[Extracted data entries]

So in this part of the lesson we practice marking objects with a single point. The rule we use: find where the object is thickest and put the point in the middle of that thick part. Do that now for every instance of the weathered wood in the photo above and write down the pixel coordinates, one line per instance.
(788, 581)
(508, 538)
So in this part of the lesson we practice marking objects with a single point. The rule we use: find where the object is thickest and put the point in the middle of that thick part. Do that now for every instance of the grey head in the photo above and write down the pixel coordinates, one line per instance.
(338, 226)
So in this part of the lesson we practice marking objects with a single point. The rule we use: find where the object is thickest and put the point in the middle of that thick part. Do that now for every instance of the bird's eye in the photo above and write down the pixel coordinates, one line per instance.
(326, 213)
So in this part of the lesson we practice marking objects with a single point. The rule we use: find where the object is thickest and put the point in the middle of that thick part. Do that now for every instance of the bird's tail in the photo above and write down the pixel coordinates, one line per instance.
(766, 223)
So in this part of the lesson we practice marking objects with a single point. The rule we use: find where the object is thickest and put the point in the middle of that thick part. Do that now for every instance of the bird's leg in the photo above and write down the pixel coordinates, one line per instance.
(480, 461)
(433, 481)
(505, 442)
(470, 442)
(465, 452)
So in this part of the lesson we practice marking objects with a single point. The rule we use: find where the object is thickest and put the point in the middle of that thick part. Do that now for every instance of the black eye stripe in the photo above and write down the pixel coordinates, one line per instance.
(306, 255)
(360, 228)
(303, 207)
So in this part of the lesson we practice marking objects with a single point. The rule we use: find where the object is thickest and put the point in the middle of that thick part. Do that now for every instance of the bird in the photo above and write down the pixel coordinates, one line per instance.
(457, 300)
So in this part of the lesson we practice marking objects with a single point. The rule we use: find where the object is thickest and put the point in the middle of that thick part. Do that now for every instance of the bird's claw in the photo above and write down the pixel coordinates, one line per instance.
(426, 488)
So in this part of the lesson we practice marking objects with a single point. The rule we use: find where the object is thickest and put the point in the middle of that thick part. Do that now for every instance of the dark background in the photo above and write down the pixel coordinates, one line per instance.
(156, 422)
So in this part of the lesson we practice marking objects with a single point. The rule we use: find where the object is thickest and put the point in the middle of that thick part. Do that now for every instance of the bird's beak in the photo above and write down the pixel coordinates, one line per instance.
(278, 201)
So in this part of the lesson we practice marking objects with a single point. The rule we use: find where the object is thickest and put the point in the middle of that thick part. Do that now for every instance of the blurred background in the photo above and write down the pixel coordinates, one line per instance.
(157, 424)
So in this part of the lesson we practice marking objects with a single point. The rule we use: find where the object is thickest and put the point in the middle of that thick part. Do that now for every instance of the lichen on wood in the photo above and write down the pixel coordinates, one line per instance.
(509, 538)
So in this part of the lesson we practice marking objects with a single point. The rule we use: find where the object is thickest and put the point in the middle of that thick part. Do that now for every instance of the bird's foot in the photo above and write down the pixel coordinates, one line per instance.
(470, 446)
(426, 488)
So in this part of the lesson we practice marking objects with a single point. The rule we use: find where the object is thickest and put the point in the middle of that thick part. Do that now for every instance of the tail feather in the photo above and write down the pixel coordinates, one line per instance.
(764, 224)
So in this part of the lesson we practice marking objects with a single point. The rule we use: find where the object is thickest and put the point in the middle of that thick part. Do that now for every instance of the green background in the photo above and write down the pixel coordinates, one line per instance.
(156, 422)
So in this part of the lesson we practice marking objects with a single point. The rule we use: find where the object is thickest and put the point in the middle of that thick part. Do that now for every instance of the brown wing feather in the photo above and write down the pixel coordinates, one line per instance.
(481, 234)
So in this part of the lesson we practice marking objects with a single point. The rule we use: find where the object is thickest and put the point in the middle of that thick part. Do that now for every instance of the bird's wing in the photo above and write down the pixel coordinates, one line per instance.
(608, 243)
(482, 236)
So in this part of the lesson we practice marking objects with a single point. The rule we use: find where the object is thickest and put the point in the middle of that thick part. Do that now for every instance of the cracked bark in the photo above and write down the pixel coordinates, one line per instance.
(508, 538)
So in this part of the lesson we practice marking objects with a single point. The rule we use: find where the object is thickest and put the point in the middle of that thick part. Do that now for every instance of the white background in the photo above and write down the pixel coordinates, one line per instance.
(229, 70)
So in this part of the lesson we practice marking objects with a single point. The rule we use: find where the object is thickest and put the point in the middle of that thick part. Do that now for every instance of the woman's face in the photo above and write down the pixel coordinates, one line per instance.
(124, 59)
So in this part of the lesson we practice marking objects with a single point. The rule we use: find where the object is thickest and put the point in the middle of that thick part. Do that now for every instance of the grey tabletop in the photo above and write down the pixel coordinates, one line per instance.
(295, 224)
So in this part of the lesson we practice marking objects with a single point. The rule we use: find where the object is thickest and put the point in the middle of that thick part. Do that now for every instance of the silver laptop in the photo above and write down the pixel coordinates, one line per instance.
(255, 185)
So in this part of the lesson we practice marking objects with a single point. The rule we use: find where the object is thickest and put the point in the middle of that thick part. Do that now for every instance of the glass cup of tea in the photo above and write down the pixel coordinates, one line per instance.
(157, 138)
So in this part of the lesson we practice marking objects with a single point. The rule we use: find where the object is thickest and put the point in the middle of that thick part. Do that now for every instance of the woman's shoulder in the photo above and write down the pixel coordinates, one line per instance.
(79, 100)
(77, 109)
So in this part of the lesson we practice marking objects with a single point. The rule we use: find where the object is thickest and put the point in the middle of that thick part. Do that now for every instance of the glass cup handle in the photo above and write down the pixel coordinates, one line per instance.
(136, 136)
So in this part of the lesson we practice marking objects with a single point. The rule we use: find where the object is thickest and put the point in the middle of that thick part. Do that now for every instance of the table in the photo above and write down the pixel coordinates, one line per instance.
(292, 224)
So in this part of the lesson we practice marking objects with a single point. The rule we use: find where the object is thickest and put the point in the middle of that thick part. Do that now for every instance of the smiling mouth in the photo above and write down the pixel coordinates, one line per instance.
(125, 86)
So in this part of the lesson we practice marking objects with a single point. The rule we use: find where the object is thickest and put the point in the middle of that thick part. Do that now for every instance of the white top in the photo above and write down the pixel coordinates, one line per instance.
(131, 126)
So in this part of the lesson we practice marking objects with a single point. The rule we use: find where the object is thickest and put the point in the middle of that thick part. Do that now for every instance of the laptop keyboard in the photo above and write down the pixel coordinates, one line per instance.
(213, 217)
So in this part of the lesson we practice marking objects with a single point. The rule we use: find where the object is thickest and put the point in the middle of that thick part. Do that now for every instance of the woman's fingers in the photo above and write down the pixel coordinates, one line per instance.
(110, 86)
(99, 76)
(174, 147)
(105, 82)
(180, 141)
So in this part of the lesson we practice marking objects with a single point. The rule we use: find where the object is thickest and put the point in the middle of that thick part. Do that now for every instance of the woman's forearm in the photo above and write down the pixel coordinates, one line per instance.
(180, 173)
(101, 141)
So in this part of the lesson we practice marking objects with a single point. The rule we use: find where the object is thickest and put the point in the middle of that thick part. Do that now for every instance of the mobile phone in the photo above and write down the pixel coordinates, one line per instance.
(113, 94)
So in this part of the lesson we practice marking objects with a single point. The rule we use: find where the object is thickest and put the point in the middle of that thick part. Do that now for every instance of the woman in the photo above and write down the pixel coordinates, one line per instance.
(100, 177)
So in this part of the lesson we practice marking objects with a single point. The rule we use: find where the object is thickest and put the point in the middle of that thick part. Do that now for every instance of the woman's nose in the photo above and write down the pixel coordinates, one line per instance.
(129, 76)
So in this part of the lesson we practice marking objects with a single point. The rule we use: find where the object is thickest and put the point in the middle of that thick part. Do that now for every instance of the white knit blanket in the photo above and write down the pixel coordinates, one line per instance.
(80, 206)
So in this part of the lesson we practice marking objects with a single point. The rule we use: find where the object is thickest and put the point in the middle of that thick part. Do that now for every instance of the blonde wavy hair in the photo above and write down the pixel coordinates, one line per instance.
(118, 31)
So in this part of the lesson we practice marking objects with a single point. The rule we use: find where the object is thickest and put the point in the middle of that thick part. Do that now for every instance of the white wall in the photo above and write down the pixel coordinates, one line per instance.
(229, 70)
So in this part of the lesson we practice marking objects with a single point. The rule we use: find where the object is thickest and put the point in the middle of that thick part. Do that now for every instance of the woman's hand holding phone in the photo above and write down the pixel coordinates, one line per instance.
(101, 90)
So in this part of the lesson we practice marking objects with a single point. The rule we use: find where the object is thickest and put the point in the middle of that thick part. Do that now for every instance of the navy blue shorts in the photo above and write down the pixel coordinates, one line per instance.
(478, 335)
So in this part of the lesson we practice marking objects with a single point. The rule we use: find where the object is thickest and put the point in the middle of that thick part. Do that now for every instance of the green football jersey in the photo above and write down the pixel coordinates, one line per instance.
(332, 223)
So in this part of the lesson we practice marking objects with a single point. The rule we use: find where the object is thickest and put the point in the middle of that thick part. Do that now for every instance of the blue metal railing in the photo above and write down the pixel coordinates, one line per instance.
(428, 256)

**EXERCISE REQUIREMENTS**
Present everything from the line containing "of the navy" down to the end of the material as a Markdown table with two columns, Row and Line. Number each line in Row and omit blank lines.

**RESULT OF THIS TASK**
| Row | Line |
|---|---|
| 1 | So in this part of the lesson we practice marking objects with a single point. The rule we use: find where the object is thickest and put the point in the middle of that thick part. Do that now for every instance of the navy blue shorts in the photo above and write down the pixel coordinates, one line per instance. |
| 2 | (478, 335) |
| 3 | So in this part of the lesson we practice marking objects with a single point. The rule we use: find where the object is thickest and put the point in the middle of that thick part. Do that now for every instance of the green football jersey in the photo above and write down the pixel coordinates, one line per instance. |
| 4 | (332, 223) |
| 5 | So in this part of the lesson we practice marking objects with a single point. The rule we use: find where the object is thickest and put the point in the middle of that thick part. Do that now for every instance of the blue metal railing in the photo above and write down the pixel coordinates, one line per instance. |
| 6 | (428, 256) |